§ THE PROBLEM:
Print, please, the line that contains "Pick out each instance of the dark green water" and each line after it to the end of the entries, unchanged and with nothing else.

§ EXCERPTED DATA:
%%
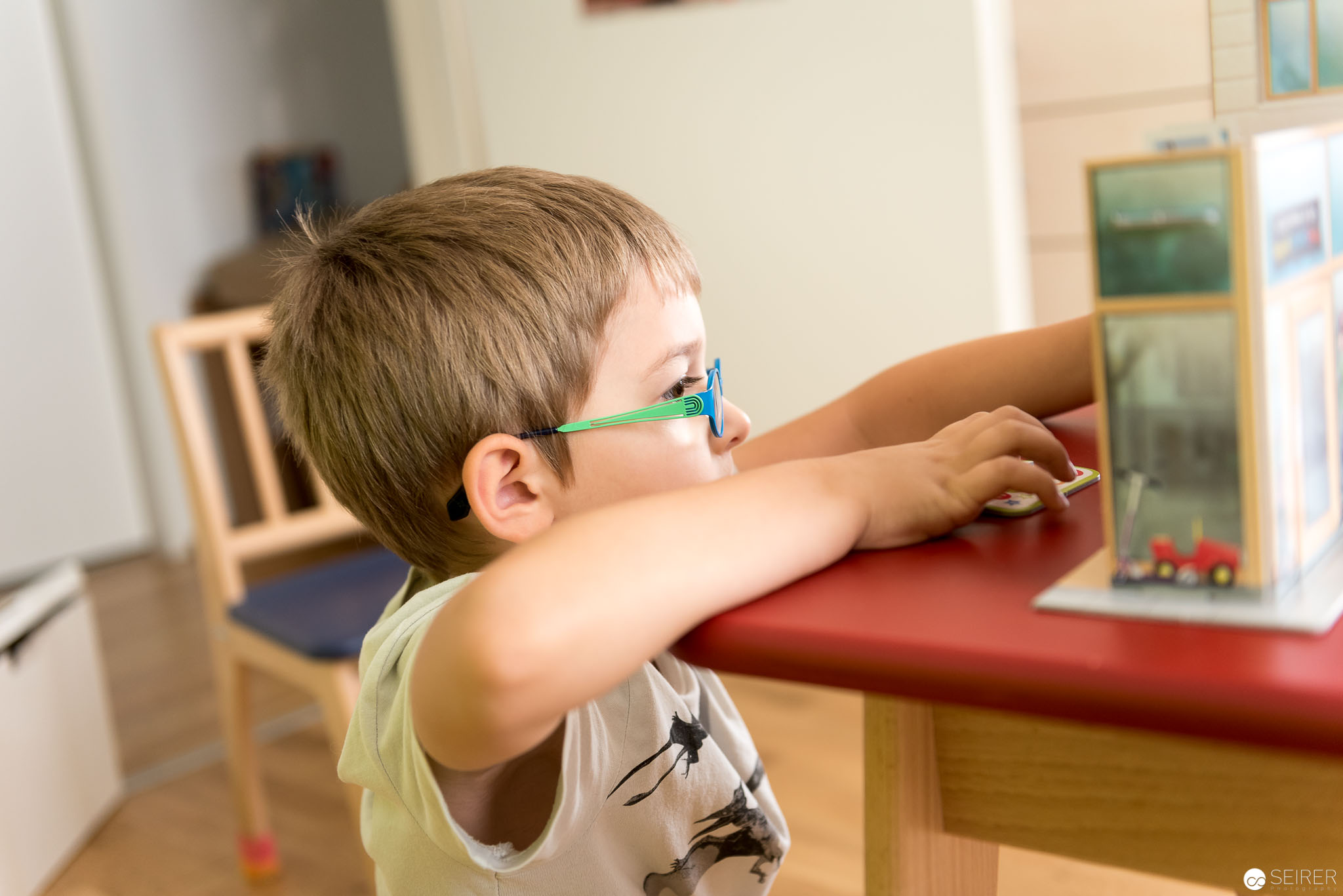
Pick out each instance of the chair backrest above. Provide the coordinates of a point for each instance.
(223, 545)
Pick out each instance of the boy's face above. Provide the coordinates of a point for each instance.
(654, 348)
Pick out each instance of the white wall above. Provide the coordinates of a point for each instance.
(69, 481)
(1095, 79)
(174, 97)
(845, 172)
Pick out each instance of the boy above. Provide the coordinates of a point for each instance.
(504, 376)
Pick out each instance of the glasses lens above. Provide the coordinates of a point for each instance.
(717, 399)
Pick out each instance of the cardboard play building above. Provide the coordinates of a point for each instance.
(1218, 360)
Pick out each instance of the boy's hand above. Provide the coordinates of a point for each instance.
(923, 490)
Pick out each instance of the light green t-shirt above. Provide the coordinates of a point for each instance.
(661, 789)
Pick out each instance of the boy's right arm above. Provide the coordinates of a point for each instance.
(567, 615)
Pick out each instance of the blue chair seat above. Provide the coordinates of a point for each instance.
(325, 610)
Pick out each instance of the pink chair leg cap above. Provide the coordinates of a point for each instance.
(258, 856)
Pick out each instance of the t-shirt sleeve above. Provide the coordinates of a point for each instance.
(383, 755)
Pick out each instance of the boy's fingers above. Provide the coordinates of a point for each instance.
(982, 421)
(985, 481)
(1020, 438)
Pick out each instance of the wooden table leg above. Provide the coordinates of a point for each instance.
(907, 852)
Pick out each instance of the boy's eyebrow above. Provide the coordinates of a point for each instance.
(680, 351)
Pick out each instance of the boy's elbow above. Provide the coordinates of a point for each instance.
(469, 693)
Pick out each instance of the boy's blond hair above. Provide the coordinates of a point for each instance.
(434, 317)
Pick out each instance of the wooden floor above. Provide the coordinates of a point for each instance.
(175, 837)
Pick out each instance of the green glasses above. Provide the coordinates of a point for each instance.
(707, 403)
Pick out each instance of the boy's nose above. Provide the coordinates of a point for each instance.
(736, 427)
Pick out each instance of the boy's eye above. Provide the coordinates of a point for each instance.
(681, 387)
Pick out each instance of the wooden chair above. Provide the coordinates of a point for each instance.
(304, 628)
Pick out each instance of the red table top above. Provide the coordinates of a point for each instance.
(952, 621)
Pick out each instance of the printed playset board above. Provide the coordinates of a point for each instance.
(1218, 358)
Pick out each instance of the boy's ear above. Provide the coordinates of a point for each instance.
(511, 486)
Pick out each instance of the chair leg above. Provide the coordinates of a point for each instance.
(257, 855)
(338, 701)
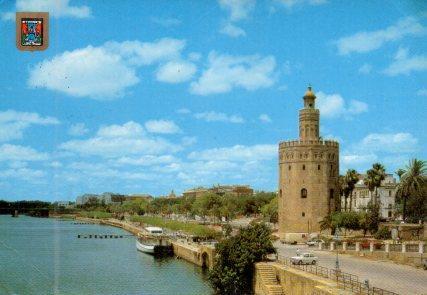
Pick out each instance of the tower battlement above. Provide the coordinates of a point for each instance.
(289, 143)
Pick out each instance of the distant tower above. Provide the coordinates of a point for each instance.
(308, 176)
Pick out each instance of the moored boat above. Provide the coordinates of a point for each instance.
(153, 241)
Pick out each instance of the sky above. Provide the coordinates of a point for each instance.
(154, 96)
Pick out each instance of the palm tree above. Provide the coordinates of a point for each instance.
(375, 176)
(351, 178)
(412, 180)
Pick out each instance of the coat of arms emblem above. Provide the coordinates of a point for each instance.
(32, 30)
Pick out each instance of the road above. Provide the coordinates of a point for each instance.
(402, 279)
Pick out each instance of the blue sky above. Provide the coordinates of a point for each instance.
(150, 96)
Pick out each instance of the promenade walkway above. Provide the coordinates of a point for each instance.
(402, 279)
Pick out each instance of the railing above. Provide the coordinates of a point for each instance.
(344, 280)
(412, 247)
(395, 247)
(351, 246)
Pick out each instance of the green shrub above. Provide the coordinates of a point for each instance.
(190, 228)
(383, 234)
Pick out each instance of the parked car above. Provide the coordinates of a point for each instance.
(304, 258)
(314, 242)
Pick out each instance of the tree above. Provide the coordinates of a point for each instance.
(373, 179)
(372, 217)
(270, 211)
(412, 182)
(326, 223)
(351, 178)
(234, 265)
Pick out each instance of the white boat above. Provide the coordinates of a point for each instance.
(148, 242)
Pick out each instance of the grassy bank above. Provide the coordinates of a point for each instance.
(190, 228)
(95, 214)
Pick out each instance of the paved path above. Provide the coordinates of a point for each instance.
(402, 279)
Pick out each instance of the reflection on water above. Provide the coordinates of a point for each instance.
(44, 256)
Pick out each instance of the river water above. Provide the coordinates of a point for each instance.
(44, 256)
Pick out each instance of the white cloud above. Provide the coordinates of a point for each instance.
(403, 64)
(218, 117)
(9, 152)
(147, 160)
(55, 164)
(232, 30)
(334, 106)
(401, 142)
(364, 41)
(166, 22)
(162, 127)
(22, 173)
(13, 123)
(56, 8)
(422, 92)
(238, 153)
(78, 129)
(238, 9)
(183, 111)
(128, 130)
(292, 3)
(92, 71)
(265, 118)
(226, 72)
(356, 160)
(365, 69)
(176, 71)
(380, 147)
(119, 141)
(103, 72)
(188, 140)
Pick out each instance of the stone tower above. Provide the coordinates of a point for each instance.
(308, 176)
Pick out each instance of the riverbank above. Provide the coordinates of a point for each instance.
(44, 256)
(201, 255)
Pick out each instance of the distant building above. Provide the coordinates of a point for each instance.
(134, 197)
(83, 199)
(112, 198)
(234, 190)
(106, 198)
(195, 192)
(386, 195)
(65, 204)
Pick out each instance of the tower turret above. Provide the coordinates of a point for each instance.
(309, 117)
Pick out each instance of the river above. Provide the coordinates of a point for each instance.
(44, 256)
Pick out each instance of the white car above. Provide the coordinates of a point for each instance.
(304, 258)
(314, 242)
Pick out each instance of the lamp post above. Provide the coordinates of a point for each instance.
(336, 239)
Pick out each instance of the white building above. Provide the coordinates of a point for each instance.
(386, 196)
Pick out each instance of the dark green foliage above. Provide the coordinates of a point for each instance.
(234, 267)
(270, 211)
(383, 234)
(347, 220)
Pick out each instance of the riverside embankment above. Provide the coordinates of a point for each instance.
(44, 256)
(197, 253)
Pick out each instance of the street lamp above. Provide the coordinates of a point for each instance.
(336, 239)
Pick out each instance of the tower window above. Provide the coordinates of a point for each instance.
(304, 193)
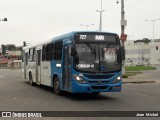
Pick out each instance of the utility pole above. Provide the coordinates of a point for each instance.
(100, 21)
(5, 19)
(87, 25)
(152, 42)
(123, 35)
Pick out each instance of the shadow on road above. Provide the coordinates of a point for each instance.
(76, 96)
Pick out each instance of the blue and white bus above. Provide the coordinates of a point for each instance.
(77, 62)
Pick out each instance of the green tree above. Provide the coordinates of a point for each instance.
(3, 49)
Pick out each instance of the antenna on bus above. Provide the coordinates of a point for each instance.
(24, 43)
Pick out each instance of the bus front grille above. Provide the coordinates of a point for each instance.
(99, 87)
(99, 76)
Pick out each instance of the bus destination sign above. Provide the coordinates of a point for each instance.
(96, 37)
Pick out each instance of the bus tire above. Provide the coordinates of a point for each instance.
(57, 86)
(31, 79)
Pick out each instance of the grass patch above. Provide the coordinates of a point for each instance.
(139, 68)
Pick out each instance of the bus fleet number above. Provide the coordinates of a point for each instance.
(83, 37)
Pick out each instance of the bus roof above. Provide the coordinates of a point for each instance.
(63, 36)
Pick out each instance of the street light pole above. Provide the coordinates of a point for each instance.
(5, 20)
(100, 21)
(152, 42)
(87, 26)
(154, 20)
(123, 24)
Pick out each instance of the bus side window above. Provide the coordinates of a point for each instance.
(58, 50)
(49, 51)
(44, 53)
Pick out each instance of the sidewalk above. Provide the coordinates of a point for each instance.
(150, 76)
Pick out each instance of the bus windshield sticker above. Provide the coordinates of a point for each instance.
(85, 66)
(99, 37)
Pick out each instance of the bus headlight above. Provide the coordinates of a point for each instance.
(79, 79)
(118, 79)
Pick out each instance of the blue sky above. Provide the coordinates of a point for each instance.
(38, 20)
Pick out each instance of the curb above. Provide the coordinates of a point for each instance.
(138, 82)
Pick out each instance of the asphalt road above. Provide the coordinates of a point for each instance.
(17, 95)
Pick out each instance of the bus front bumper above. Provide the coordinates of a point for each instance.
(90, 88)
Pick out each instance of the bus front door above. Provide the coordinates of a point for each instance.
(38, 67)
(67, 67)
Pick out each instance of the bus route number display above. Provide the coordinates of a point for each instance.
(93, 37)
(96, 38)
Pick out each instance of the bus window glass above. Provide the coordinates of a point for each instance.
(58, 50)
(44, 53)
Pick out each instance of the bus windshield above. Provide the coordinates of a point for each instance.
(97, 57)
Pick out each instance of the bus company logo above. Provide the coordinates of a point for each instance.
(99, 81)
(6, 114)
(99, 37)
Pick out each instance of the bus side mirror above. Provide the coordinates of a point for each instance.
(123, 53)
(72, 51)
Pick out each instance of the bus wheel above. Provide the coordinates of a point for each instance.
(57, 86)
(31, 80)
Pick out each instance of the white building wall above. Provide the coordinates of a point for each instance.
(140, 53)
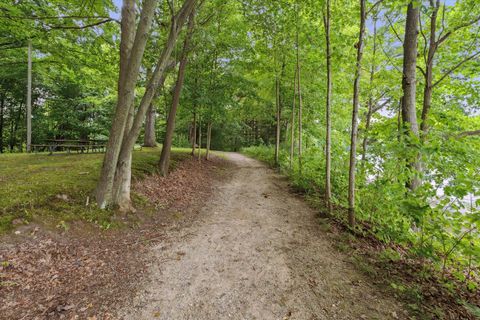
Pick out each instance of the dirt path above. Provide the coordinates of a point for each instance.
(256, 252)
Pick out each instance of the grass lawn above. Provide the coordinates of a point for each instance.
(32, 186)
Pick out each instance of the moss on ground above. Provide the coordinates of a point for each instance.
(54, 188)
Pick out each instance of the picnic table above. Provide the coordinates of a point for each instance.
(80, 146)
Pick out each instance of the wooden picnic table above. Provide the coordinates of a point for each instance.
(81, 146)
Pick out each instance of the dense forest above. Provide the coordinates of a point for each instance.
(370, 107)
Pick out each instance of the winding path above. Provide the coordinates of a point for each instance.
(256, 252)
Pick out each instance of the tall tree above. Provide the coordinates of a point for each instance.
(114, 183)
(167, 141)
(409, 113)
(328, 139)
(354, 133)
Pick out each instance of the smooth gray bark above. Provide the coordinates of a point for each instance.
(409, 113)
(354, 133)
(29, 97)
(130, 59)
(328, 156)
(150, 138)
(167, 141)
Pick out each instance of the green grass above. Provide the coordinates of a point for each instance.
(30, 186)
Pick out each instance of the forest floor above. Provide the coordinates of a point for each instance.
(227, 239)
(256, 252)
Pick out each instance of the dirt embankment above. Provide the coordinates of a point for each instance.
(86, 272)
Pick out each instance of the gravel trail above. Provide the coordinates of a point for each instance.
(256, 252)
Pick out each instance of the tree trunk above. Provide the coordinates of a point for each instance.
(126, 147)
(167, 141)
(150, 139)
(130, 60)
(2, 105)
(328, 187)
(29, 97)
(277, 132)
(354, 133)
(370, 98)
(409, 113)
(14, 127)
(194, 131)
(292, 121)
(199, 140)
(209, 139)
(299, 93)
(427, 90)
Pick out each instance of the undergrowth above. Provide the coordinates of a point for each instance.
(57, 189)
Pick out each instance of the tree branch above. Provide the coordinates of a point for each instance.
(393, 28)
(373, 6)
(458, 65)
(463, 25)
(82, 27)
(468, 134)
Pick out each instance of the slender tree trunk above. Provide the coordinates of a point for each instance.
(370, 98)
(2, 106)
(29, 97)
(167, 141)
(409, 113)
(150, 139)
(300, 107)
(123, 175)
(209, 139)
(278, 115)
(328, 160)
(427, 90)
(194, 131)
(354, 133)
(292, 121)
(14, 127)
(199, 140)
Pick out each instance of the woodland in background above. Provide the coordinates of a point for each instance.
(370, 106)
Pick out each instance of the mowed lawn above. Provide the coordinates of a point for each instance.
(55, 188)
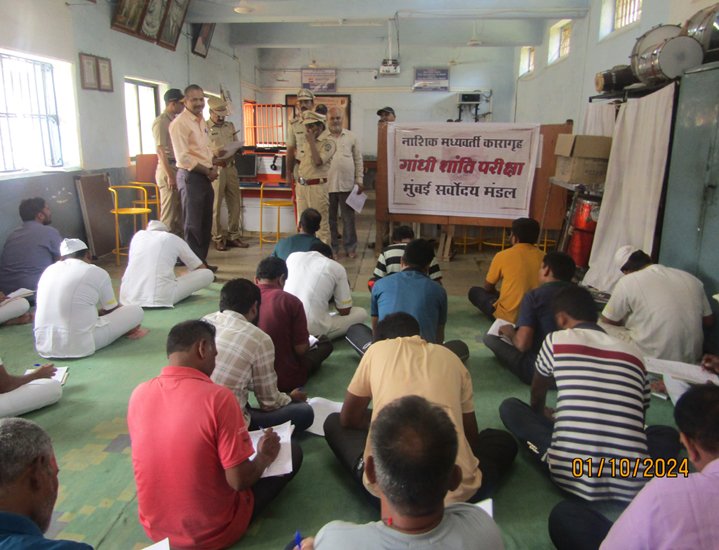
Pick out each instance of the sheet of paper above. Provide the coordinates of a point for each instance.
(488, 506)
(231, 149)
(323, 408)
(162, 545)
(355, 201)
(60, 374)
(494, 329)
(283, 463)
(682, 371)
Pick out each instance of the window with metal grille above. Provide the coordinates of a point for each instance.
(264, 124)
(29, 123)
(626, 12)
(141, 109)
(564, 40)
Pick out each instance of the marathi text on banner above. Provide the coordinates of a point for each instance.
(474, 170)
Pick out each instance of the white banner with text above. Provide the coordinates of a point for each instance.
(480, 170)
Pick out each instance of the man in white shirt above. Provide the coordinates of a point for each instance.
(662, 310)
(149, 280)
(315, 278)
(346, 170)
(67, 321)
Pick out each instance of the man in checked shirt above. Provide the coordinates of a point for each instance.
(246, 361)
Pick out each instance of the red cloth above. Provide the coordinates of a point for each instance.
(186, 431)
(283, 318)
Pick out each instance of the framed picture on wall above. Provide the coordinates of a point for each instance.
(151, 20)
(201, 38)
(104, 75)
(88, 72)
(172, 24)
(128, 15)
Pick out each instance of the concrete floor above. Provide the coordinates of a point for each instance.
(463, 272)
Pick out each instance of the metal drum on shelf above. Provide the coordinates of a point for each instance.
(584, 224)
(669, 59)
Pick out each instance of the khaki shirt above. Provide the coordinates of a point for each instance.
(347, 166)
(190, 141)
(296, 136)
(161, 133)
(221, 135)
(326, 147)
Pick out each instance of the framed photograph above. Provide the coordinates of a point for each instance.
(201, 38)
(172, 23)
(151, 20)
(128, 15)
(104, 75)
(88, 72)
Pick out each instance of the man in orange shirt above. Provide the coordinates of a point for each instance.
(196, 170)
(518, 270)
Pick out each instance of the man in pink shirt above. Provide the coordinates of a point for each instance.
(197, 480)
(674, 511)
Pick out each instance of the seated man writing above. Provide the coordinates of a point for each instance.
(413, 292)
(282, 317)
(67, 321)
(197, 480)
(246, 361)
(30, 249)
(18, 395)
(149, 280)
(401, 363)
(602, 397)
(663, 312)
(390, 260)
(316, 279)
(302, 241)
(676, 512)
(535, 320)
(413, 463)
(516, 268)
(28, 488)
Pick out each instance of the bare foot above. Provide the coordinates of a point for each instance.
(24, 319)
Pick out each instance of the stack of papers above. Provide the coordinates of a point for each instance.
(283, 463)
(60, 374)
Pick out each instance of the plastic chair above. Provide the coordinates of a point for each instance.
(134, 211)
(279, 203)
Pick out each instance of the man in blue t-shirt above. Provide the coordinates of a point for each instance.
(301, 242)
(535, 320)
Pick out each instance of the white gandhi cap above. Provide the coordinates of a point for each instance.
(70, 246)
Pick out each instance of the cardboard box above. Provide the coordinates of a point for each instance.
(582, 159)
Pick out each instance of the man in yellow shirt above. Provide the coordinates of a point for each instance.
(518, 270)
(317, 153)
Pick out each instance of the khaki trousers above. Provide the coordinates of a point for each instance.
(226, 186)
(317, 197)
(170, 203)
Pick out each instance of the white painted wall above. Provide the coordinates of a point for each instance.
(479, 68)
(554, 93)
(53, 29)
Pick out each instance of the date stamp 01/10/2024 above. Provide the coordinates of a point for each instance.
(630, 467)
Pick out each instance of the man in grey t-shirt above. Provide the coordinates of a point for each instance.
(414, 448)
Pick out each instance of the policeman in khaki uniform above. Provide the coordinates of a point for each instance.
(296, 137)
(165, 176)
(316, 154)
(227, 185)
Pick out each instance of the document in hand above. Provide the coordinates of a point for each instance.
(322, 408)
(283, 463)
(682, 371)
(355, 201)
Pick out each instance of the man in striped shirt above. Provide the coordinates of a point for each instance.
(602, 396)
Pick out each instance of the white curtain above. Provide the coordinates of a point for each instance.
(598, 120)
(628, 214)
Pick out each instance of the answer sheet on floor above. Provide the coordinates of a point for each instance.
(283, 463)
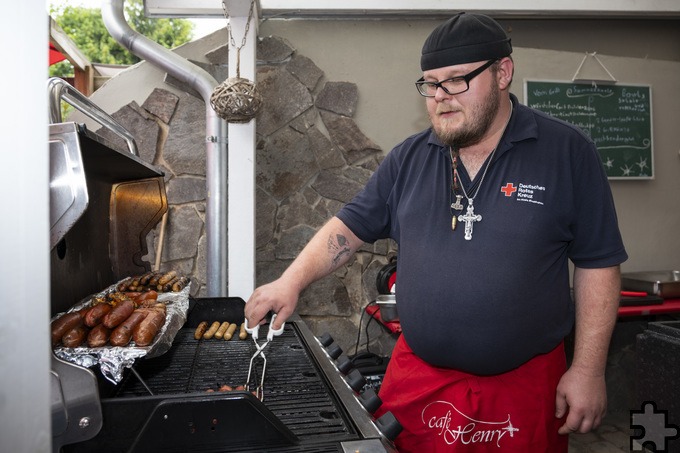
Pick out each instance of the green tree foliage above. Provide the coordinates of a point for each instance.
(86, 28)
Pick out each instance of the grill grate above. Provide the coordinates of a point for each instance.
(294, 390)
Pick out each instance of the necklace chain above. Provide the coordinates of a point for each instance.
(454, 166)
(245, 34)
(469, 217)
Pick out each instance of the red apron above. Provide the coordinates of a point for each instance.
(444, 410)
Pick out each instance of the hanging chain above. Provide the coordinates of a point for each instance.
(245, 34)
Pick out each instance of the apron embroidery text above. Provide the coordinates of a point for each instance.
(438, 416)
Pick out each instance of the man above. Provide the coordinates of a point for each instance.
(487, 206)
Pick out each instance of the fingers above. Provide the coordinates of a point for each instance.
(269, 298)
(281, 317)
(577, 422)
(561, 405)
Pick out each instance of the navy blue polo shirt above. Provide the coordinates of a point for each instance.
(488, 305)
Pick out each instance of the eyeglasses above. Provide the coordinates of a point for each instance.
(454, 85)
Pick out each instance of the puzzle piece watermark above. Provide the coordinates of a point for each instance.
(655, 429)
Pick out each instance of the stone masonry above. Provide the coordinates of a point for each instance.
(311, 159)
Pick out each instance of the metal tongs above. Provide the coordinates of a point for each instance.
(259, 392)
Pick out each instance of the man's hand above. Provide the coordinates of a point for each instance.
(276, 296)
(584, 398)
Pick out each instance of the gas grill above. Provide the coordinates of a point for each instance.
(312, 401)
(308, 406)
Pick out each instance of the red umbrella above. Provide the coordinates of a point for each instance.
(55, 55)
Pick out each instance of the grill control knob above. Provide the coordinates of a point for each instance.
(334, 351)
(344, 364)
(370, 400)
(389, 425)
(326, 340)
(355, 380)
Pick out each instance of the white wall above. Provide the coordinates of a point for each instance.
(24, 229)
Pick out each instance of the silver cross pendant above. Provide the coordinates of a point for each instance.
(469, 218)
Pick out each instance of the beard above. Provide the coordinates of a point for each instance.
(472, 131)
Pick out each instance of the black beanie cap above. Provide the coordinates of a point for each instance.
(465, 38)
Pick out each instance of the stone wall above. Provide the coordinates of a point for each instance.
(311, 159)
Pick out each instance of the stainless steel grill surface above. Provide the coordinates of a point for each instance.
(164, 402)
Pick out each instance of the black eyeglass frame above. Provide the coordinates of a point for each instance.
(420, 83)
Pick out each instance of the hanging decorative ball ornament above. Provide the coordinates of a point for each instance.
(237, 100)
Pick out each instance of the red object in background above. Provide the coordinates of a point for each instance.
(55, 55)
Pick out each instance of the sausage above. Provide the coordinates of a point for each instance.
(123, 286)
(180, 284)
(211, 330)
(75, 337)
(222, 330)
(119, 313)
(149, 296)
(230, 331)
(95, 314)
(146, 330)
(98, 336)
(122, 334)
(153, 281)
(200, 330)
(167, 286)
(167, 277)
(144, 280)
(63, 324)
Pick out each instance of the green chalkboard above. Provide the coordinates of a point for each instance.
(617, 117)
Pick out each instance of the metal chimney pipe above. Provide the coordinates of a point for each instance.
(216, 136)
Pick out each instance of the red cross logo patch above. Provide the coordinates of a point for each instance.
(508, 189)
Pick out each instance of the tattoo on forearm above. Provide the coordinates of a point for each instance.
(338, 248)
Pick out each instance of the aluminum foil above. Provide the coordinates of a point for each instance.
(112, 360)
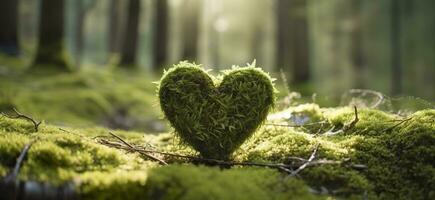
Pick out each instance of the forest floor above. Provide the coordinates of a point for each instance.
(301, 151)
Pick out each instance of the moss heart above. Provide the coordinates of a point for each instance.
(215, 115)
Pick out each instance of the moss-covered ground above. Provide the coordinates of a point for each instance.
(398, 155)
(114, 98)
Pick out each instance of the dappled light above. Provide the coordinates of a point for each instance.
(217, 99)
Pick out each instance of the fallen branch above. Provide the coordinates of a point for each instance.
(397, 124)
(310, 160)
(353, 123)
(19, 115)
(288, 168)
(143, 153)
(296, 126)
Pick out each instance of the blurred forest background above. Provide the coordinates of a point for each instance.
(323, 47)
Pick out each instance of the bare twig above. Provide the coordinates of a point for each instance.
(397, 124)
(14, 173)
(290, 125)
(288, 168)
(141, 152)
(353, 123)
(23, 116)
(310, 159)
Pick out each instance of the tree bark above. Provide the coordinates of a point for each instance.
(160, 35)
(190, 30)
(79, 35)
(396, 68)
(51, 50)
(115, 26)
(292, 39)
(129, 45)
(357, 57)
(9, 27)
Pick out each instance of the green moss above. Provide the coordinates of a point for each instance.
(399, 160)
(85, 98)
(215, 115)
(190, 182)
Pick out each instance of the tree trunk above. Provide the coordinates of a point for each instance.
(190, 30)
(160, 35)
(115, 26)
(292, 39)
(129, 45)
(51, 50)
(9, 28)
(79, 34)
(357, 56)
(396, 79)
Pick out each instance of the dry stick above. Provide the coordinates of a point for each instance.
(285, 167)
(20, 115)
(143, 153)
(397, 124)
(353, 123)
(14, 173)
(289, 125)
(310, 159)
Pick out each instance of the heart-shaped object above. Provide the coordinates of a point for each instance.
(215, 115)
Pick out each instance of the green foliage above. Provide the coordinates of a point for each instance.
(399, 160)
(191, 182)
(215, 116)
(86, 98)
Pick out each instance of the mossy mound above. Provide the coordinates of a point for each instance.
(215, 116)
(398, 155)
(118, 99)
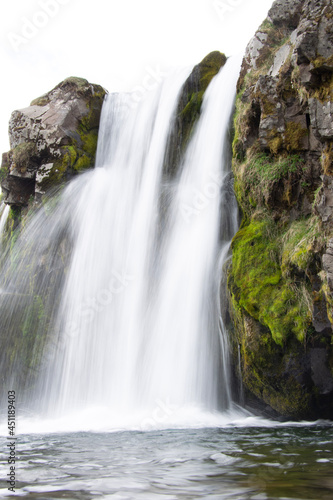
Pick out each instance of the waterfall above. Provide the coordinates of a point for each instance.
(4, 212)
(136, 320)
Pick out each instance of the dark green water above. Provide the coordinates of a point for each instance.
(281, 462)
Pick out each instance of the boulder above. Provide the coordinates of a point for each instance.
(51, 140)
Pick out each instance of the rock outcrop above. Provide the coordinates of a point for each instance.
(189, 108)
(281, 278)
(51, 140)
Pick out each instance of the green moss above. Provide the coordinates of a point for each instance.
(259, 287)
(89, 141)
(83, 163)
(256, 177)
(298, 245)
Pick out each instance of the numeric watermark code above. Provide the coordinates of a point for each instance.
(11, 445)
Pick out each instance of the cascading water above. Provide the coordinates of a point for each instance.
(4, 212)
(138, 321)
%%
§ RESULT OF THE EXERCISE:
Pick out each instance of the dark green water above. Provide the coordinates of a point for each instance.
(281, 462)
Pick out each instance of the boulder above. Provide the coordinates of a point for each instance.
(51, 140)
Pick out each instance of the rock outcrop above. Provide the coordinates of a point for each instance.
(189, 108)
(281, 278)
(51, 140)
Pick out each instance of the green moss above. Provide the coordinates of a point for each instance.
(259, 287)
(89, 141)
(83, 163)
(256, 177)
(298, 245)
Pick out each instance of the numeric watermark code above. Provide the coordinates of a point for each instance.
(11, 445)
Pick out each instance of the cascading water above. Provide the coordinates of a point for each instance.
(4, 212)
(138, 321)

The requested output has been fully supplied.